■ **WORK TO COMPLETE**:
Which lines of the material hold the word "lattice"? Copy each one.

■ **DATA PROVIDED**:
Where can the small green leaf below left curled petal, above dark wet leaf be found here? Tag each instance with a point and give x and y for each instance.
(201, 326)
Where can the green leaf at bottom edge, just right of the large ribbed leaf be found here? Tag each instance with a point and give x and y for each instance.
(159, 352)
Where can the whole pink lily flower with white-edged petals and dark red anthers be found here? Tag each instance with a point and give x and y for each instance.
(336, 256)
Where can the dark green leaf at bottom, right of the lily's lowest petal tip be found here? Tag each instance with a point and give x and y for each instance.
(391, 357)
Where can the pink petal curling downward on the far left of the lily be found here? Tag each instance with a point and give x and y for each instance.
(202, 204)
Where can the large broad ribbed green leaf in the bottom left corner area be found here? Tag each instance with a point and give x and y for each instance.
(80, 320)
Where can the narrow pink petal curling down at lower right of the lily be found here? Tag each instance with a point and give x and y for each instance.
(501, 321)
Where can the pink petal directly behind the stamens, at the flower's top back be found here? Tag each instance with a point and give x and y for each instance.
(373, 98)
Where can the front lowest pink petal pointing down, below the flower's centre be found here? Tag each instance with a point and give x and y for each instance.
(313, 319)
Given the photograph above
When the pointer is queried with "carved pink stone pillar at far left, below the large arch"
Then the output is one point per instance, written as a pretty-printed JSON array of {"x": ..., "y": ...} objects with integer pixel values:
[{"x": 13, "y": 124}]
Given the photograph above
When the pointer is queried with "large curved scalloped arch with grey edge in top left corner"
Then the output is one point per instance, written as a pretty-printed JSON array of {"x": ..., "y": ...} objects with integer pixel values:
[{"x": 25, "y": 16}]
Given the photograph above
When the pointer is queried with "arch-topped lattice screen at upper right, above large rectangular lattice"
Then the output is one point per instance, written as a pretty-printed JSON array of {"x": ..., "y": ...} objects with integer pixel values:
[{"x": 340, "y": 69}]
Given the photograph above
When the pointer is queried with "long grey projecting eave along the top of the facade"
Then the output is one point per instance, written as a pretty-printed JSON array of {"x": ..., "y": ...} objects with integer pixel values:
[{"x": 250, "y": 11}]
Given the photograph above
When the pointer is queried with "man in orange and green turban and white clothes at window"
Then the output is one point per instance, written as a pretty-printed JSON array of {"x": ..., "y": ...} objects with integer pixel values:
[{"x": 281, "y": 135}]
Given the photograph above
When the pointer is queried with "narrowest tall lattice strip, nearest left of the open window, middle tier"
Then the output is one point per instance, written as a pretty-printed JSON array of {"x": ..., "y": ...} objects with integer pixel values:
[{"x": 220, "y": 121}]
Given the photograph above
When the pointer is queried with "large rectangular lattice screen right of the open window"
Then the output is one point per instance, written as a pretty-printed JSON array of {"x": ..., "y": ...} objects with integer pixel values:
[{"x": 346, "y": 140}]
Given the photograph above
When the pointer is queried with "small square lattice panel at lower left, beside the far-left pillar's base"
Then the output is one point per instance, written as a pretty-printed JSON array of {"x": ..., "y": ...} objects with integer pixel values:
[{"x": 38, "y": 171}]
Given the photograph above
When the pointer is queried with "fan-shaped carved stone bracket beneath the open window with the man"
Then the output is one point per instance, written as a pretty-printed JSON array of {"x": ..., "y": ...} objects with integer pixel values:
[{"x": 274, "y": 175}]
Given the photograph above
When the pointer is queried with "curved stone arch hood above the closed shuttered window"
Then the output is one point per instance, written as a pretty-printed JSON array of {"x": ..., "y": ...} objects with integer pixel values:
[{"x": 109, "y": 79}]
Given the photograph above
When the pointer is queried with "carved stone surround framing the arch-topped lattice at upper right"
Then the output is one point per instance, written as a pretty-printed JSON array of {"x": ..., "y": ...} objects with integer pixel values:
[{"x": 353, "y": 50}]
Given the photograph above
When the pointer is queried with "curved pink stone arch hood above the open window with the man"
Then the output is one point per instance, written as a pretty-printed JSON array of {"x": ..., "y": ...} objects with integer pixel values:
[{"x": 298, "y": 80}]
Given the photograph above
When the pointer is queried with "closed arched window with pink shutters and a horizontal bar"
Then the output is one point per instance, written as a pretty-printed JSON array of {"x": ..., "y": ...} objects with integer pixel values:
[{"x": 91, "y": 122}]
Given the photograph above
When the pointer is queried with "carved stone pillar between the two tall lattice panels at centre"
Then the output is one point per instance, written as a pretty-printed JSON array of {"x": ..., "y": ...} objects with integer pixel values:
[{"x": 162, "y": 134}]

■ **PROBLEM SOLUTION**:
When the pointer is queried with "arch-topped lattice screen at upper right, above large rectangular lattice"
When the pointer is queried with "narrowest tall lattice strip, nearest left of the open window, middle tier"
When the pointer is queried with "large rectangular lattice screen right of the open window"
When the pointer is queried with "small square lattice panel at lower left, beside the far-left pillar's base"
When the pointer is queried with "carved stone surround framing the arch-topped lattice at upper right"
When the pointer is queried with "carved stone pillar between the two tall lattice panels at centre"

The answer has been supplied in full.